====== Document text

However, we did not see any angry chatter, nor collective calls to arms on popular social media sites because the government had switched the internet off.
The streets of the capital Kampala were quiet as members of the military, carrying short-barrelled machine guns, walked languidly down the side of city streets.
The 38-year old opposition leader Bobi Wine, who visibly connected with tens of thousands of younger Ugandans during the campaign, had been removed from public view. The security services are surrounding his home and blocking anyone from entering.
In effect, the government has used the tools of state to turn down the noise – to dissipate the heat – after its long-time leader, President Yoweri Museveni, took 58% of the vote.
Mr Wine, a popular pop star turned politician, garnered a respectable but insufficient 35%.
And the authorities’ masterplan seems to be working, at least for now.
We were invited to a press conference by Bobi Wine’s National Unity Platform (NUP) party where they were expected to outline their immediate plans, address their leader’s absence, and introduce newly elected parliamentary members to the nation.
But the event proved to be nothing short of a shambles.
The NUP’s spokesman, Joel Senyonyi, began by saying that Mr Wine was now, “effectively under house arrest, an illegal detention”.

============
====== Dataset excerpts

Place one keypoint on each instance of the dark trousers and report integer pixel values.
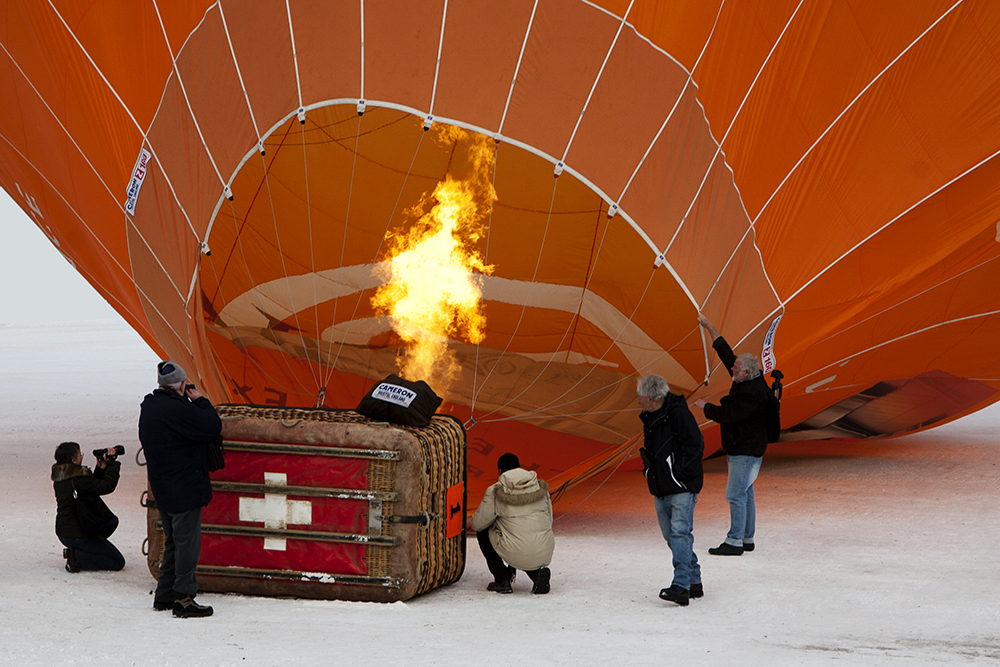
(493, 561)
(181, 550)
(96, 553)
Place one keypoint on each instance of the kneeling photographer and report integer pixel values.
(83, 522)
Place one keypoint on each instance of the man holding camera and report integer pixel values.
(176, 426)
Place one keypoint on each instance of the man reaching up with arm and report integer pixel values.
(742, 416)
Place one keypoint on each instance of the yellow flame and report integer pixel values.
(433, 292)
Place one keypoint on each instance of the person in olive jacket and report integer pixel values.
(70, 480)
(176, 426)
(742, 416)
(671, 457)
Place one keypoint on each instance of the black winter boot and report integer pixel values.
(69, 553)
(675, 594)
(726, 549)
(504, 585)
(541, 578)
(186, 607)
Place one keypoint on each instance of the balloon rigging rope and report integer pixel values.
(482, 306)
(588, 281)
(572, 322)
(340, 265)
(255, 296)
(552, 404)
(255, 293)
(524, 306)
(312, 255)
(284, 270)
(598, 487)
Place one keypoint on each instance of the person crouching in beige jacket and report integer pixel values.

============
====== Dataset excerpts

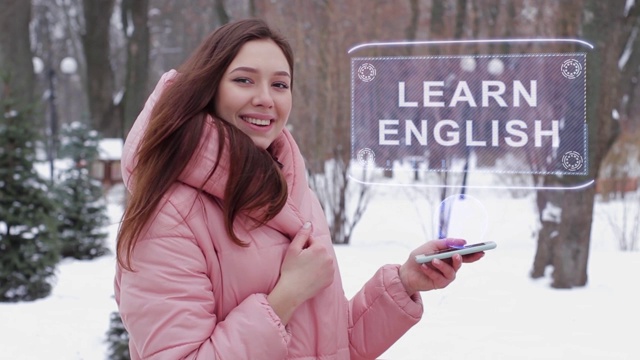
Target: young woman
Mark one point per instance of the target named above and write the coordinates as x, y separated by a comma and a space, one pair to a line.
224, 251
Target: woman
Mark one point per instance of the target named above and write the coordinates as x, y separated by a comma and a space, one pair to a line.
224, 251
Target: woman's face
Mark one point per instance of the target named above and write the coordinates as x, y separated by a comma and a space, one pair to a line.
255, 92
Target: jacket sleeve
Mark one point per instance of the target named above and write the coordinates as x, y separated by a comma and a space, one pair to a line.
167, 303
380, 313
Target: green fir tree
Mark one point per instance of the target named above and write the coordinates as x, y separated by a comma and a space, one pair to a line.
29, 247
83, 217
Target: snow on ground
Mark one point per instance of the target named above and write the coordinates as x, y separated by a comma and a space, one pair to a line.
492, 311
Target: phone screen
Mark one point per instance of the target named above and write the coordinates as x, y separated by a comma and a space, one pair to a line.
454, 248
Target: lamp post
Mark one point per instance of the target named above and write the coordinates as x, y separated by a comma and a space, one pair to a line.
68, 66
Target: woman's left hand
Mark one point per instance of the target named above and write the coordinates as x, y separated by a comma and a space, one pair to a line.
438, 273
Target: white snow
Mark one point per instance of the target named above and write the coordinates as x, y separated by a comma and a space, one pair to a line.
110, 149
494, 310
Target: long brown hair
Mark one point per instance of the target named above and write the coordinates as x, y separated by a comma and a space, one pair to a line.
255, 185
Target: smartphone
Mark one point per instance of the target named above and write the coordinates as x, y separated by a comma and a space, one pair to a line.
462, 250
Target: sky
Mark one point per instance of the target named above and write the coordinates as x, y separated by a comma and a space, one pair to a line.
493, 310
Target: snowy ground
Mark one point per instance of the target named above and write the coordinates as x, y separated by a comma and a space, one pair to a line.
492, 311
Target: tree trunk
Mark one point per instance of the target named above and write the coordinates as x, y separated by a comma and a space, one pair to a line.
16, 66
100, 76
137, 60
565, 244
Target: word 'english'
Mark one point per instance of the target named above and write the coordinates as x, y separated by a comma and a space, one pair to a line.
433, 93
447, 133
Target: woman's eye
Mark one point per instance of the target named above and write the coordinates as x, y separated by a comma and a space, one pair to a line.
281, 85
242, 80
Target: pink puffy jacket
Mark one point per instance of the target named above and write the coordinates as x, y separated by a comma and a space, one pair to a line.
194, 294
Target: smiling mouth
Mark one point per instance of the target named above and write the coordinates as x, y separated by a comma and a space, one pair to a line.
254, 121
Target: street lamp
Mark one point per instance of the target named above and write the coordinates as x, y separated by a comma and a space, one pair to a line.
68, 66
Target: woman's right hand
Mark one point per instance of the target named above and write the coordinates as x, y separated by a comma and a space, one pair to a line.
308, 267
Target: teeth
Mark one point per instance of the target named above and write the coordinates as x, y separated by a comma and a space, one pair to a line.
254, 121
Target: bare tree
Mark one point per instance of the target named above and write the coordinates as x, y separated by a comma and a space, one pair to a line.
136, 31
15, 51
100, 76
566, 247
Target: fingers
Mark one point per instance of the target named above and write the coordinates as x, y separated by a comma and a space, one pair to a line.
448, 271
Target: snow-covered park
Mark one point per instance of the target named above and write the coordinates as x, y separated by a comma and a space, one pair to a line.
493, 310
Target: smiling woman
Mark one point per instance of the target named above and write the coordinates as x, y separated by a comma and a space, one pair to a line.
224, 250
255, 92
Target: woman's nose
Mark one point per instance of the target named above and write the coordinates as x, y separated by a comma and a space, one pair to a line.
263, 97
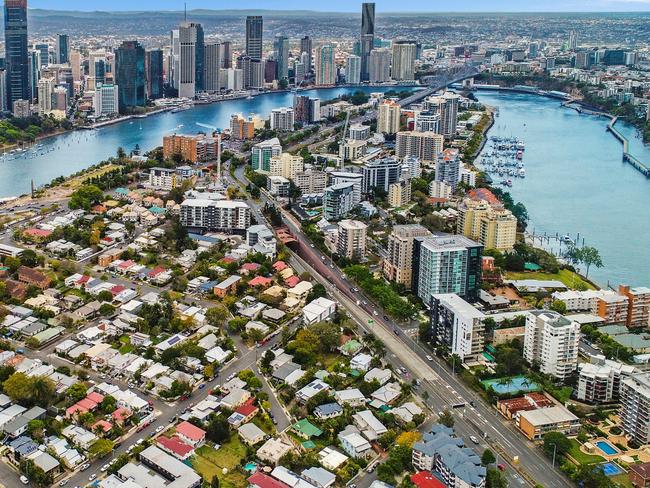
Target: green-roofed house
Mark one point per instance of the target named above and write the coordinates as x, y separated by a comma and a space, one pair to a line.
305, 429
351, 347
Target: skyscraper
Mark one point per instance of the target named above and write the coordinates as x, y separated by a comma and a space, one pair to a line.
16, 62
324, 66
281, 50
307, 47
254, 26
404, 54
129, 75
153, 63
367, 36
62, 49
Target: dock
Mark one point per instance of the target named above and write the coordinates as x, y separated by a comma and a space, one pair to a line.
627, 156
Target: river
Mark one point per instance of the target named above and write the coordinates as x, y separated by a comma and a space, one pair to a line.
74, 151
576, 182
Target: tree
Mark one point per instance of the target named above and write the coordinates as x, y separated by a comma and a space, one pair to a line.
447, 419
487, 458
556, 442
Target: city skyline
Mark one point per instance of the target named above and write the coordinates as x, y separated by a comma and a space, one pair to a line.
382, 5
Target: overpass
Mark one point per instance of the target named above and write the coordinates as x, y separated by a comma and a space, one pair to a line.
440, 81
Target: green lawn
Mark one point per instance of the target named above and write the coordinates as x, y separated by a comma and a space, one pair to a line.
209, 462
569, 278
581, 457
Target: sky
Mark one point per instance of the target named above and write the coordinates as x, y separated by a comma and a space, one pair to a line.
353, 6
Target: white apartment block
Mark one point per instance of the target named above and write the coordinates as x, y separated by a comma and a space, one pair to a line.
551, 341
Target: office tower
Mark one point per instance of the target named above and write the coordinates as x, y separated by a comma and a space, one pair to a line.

============

• [What to do]:
1 – In the report on Uganda after its election, what percentage of the vote did Bobi Wine receive?
2 – Resume the report on Uganda after its election, picking up right after its final sentence.

• [List of answers]:
1 – 35%

2 –
He criticised the election as an exercise in mass fraud, “with outcomes from the Election Commission that are as curious and amazing as anyone can imagine”.
But when I asked him what they planned to do about it, the spokesman was unable to offer anything specific.
“What do you want people to do?” I asked.
“Our simple answer to that is we are urging Ugandans to use every means available in the constitution to keep pursuing the change of leadership that we want.”
“What does that mean?” I asked.
“Use every constitutional avenue to achieve change. I think that is very clear. Now pardon us, our colleagues (have been raided)…”
The press conference ended abruptly, before any of the new MPs had been introduced, with Mr Senyonyi signalling that some sort of emergency situation had developed.
He left through the gate of the NUP’s headquarters with several party officials and two-dozen members of the media, including Sky News, in tow.
We drove at not insignificant speed to a slum in the capital, then ran down a sewage-strewn track to a small clearing where a man, sitting in a plastic seat, relayed a story about an attack meted out by the security services.
His name was Andrew Natumanya and said he was a volunteer polling agent for the NUP party. He had been collecting declaration forms with results from individual polling stations in central and eastern Uganda when a group of plain clothes policemen had grabbed him, roughed him up and confiscated the documents.
I noticed that journalists and camera operators began to drift away as the young man outlined his experience. His allegations are disturbing and deserving of attention – but they are not unique.
Over the past few months, dozens of NUP party members and supporters have lodged allegations of harassment, beatings and arbitrary arrests as they attempt to challenge a system of government that does not tolerate organised dissent.
But the National Unity Platform had a crucial opportunity at the press conference to outline their plan, to come up with an approach which exploits and builds on the momentum they have manufactured over the past year.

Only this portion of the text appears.